(DATA TO PROCESS)
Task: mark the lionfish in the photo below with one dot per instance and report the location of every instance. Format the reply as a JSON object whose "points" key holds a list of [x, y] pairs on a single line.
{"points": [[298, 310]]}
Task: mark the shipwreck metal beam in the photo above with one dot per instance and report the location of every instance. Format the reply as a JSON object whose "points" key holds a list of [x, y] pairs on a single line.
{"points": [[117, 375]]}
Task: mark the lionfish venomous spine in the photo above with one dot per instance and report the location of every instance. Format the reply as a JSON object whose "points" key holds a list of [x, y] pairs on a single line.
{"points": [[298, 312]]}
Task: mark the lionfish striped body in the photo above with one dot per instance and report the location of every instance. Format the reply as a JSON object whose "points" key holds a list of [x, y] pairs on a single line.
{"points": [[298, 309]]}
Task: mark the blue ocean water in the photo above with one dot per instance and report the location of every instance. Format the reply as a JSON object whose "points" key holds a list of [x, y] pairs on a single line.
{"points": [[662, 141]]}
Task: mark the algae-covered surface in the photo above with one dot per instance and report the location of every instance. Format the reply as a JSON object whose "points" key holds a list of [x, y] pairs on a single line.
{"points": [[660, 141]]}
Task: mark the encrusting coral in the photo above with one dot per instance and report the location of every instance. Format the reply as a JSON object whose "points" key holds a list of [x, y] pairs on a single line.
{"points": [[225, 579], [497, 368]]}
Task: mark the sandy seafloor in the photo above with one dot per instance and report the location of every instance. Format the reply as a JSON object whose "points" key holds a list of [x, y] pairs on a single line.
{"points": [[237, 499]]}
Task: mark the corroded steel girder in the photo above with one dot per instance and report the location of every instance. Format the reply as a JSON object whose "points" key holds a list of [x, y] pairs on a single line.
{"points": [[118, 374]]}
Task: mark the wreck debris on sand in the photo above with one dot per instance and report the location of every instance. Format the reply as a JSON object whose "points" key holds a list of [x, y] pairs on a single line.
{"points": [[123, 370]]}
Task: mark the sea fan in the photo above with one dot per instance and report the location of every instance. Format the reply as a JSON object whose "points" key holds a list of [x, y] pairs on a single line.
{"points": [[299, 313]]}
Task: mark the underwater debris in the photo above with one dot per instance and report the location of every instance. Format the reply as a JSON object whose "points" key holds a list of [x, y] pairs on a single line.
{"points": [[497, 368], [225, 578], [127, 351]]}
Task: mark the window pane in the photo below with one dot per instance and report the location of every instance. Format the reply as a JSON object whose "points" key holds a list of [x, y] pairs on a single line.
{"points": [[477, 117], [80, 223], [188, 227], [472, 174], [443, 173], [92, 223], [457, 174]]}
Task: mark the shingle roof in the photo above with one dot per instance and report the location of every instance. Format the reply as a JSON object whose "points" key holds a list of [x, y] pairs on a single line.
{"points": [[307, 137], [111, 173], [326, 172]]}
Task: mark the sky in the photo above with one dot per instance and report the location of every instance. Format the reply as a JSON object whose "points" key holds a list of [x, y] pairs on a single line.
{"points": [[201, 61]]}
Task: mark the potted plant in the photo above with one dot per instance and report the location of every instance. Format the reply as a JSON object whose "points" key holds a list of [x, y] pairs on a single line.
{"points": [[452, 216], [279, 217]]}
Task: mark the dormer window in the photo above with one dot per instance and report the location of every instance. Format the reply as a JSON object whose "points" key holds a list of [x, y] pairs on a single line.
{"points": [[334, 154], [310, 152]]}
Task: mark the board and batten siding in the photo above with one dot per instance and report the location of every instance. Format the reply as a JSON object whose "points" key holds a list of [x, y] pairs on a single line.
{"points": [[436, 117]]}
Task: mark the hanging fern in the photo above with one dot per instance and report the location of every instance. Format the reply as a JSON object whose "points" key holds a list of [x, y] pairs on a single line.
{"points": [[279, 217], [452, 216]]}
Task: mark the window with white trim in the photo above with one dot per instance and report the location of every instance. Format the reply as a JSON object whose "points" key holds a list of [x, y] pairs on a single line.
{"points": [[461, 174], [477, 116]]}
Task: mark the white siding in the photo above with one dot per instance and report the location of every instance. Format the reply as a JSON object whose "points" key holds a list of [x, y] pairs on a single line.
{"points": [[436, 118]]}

(WHAT YOU ARE ASKED TO DO) Copy out again, word for word, the lines running from the line with "Task: mark the white" through the end of the lines.

(COMPLETED TASK)
Task: mark the white siding in the photo above with one dot per instance and report the location of every instance. Format the reply as a JSON object whose "points" key holds a list of [x, y] pairs on a single line.
{"points": [[436, 118]]}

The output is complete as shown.